Plaintiff failed to substantiate his symptomatic complaints of pain with medical evidence of the same. Also, plaintiff’s own statements as to the extent of the activities in which he engaged subsequent to the fusion tended to refute the severity of the pain as stated by plaintiff. These inconsistencies in the testimony of the plaintiff were properly to be resolved by the Hearing Examiner and not by this Court. A federal district court is not to decide questions of credibility, and if the record as a whole will support equivocal but reasonable determinations, the district court may not make a redetermination in accordance with its own views of the case. Moon v. Celebrezze, 340 F.2d 926, 930 (7th Cir. 1965); Lechelt v. Cohen, 428 F.2d 214 (7th Cir. 1970), decided June 17, 1970 but not yet officially reported.

The Hearing Examiner did acknowledge in his decision that plaintiff’s pain was sufficient to preclude him from returning to his previous work as a lineman or cableman. Accordingly, plaintiff did sustain the initial burden of proving that he could not return to his prior work, and the burden then shifted to the Secretary to demonstrate that substantial gainful work existed in the national economy in which plaintiff could engage with his impairment.

■ ■ ■

▶ _STUDY QUESTIONS_:
A: In the court opinion, who should resolve the inconsistencies in the plaintiff's testimony?
B: Set down, word for word, the part of the court opinion from "The Hearing Examiner did" up to and including "with his impairment.".
C: Carry the court opinion forward from its last sentence.
The rows that follow the court opinion come from a separate source.

▶ _RECORD SET_:
■ ■ ■

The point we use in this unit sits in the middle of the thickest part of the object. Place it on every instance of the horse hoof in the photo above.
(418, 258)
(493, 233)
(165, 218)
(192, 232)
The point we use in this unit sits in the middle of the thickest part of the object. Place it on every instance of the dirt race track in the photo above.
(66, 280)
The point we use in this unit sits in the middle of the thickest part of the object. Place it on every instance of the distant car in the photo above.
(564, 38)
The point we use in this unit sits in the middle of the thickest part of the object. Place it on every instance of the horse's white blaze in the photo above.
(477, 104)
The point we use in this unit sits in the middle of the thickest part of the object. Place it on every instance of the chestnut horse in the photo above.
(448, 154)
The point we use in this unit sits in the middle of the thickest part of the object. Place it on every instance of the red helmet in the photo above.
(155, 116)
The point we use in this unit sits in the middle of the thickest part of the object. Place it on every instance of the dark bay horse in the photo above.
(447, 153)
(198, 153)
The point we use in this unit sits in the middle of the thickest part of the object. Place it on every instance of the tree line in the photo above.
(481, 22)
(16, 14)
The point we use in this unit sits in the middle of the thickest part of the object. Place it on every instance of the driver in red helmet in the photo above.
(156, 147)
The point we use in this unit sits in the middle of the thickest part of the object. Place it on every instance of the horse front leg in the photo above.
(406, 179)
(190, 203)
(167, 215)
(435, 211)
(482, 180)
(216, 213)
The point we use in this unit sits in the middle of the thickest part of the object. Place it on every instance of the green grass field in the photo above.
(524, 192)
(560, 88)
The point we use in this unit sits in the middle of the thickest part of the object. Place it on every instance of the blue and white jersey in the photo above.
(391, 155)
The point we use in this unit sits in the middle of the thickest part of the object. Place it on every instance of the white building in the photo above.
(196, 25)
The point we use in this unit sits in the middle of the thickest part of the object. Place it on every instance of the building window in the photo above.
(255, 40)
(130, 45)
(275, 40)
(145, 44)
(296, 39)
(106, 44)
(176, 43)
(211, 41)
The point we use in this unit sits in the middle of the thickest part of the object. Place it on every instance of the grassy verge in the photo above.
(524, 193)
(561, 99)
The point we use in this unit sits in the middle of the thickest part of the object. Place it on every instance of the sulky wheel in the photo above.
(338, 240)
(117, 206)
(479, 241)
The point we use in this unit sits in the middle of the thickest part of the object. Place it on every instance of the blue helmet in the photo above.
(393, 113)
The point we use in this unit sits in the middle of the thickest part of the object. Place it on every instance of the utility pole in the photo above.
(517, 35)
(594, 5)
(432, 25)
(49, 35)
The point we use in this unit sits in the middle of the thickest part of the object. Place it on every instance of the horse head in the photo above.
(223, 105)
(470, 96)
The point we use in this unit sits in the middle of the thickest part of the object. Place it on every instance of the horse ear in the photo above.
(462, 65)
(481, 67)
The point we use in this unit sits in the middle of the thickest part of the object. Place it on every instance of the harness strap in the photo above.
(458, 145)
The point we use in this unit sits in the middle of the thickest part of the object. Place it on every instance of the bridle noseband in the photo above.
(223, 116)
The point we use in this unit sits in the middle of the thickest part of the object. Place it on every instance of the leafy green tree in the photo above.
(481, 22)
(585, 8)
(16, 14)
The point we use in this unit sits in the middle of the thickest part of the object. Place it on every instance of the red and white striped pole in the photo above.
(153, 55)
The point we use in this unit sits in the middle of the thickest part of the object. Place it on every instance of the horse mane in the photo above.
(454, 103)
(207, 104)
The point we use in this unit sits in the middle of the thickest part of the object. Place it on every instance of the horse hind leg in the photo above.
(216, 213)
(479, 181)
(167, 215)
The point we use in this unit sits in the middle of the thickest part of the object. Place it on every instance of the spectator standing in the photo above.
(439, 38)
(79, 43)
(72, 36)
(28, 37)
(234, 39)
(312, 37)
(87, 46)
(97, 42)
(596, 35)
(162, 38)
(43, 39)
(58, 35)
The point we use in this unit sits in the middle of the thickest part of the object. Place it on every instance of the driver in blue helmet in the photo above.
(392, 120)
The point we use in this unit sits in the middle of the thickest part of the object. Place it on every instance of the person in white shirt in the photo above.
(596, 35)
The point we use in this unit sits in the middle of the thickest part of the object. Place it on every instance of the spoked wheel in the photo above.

■ ■ ■

▶ _NUMBERED ANSWERS_:
A: The Hearing Examiner, not the Court.

B:
The Hearing Examiner did acknowledge in his decision that plaintiff’s pain was sufficient to preclude him from returning to his previous work as a lineman or cableman. Accordingly, plaintiff did sustain the initial burden of proving that he could not return to his prior work, and the burden then shifted to the Secretary to demonstrate that substantial gainful work existed in the national economy in which plaintiff could engage with his impairment.

C:
The vocational expert testified at the hearing that, in the light of his existing impairment, plaintiff would be able to engage in the jobs of telephone repairmen (rebuilding private telephones), light electronics, plastics, mechanical or metal assembly, deskman in a bowling alley, hotel or motel clerk, or counterman in an electronics supply house. The vocational expert sufficiently demonstrated the existence of jobs of this nature within 100-mile radius of the residence of the plaintiff.

The judgment of the vocational expert was founded upon a set of assumed facts presented to him by the Hearing Examiner. They were as follows: that plaintiff suffered from a back condition which precluded heavy lifting and repetitive bending, that plaintiff should have the opportunity to rotate the positions of sitting and standing, and that plaintiff could engage in sustained activities for eight hours a day. While this assumption was contrary to plaintiff’s testimony to the effect that it was necessary for him to lie down after three or four hours of activity in a day, nevertheless, the assumption is not without a foundation in facts of medical origin and other facts set forth by the plaintiff as to the nature of the activities in which he engaged subsequent to the fusion.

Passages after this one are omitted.